Indeed, the Green conceptions of ecology and economics recall some of the oft-forgotten but most desperately needed notions of Catholic social thought. In genuinely "personalist" fashion, the Greens call for an end to the legal fiction of corporate personhood and the gradual breakup of large corporations. Moving beyond the "regulatory" approach to corporations and an idea of civic virtue that does not extend much beyond recycling laws, the Green environmental program encourages bio-regionalist approaches to ecology and production that used to be championed by people as diverse as Peter Kropotkin, Lewis Mumford, the Catholic Workers, and the National Catholic Rural Life Conference. In what could be considered an imaginative extension of the "seamless garment" ethic, Greens call for the prohibition of patents on life forms in order both to preserve genetic diversity and to guarantee farmers’ access to seeds and other biotechnologies. And by insisting on "workplace democracy"-meaning not only a reanimated union movement but complete worker control of management, supervision, and technical design-the Greens revive not only syndicalism and guild socialism, but the democratic corporatist schemes of Jacques Maritain, John Ryan, and Raymond McGowan, as well as the ideals of Dorothy Day and Robert Ludlow.

* SOURCE MATERIAL
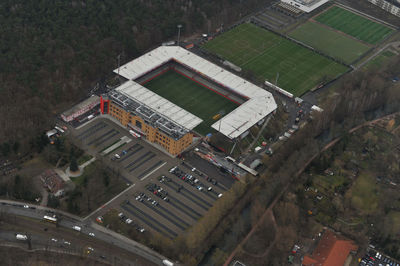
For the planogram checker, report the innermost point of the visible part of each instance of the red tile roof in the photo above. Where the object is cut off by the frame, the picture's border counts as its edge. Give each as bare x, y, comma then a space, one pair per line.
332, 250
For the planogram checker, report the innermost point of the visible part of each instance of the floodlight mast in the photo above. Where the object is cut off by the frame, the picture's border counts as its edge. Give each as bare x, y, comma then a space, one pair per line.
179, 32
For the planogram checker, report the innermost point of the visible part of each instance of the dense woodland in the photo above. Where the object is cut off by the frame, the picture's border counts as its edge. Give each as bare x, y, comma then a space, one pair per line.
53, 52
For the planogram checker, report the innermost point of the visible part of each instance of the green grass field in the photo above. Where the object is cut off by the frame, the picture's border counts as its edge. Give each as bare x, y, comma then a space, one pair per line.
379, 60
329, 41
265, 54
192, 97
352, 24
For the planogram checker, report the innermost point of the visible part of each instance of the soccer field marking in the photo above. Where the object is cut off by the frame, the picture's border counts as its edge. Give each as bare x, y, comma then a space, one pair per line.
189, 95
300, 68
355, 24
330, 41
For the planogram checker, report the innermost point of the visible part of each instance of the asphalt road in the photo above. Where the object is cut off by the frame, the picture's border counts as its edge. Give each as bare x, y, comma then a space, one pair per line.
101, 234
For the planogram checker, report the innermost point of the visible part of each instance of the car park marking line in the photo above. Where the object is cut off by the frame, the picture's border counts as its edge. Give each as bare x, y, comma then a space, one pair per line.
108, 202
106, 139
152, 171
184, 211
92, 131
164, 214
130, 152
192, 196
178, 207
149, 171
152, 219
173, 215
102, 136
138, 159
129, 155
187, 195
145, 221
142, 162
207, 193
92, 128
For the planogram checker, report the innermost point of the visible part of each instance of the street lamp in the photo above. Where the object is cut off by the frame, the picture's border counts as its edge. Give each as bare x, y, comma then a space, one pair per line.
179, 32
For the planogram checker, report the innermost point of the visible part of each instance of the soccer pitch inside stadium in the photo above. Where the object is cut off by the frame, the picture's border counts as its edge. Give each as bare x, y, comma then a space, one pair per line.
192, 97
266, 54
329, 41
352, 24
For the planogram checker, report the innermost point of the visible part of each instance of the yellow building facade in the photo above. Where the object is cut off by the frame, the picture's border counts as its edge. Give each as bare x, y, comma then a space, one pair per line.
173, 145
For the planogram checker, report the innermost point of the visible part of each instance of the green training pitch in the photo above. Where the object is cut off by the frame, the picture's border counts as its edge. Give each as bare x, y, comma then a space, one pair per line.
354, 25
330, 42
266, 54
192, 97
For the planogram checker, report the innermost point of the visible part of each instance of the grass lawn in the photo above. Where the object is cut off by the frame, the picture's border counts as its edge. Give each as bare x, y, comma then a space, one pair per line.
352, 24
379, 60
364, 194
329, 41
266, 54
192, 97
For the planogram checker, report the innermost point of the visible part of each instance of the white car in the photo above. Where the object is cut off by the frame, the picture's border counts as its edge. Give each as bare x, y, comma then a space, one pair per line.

--

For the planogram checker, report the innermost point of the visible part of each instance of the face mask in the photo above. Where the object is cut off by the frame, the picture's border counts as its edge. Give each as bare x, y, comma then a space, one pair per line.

==

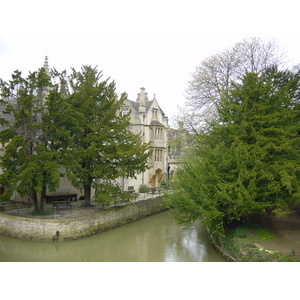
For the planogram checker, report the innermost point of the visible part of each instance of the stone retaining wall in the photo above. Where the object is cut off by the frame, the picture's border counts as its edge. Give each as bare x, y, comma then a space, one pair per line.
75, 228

* TASKS TO CARRY OUT
A. According to the passage on Green politics and Catholic social thought, which people and groups once championed bio-regionalist approaches to ecology and production? List all of them.
B. Continue the passage on Green politics and Catholic social thought, starting after its final sentence.
The records play no part in the work that comes after them.

* ANSWERS TO THE EXERCISE
A. Peter Kropotkin, Lewis Mumford, the Catholic Workers, and the National Catholic Rural Life Conference.

B.
While the Greens’ support for unlimited abortion rights should trouble Catholic voters, its conjunction with opposition to capital punishment should also highlight the contradiction and falsity of the positions taken by the consensus parties. Both parties unequivocally endorse the death penalty. But while the Democrats’ advocacy of "choice" is adamantine, the Republicans’ stated antithesis is, I strongly suspect, bogus, a rhetorical and even cynical ploy to attract Evangelical and Catholic voters. (Twenty years of relative inaction, the prominence of prochoice governors, and the prochoice sentiments of many Republican voters are additional reasons to suspect Republican integrity on this score.) I would argue that both major parties fail, in theory as well as in practice, the litmus test of any serious "life ethic." (Yes, litmus tests are eminently proper-what is real politics, folks, without pH levels of partisanship?) Thus, partly by default and partly by conviction, the Green platform is the ensemble of positions most palatable to Catholics.
This platform, while plainly more intelligent, republican, and genuinely populist than the boilerplate of the consensus parties, contains demands that at this point can also be described as utopian. But at this moral and imaginative nadir of our political culture, they represent the only visionary force in American politics, and vision becomes politically legitimate only through support. And that vision constitutes the only antidote to the facile cynicism that makes the choice between "the lesser of the evils" into the permanent condition of the evil of the lessers.